- [Stated exercise] Pick out each line below that contains the word "white" and copy those lines.

(Image region outline records)
* * *
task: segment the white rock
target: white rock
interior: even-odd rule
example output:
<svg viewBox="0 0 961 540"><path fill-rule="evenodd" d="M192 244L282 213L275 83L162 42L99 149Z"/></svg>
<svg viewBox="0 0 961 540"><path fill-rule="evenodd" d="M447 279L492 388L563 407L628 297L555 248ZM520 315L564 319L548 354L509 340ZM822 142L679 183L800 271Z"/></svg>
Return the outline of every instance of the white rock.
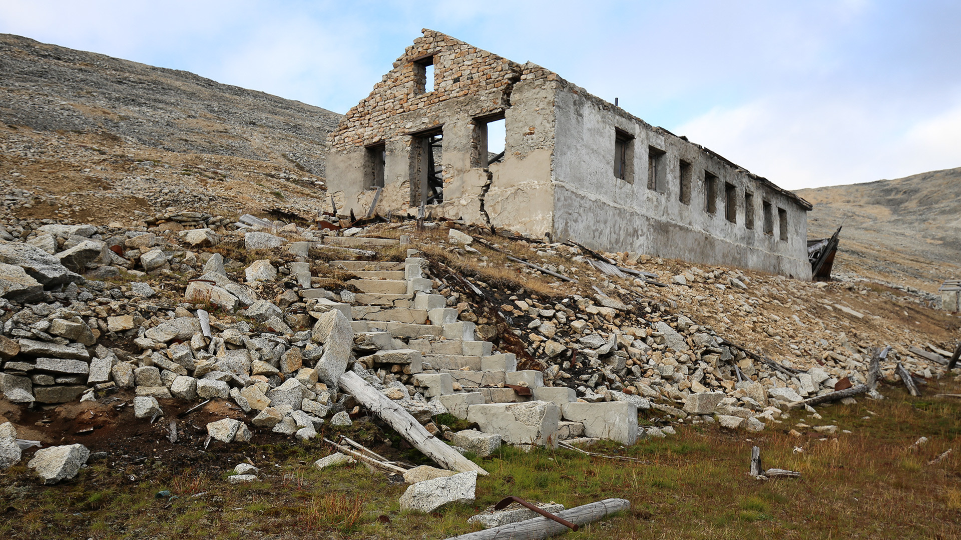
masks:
* * *
- [Reply]
task: segment the white rock
target: white rock
Return the outline of every instance of the white rock.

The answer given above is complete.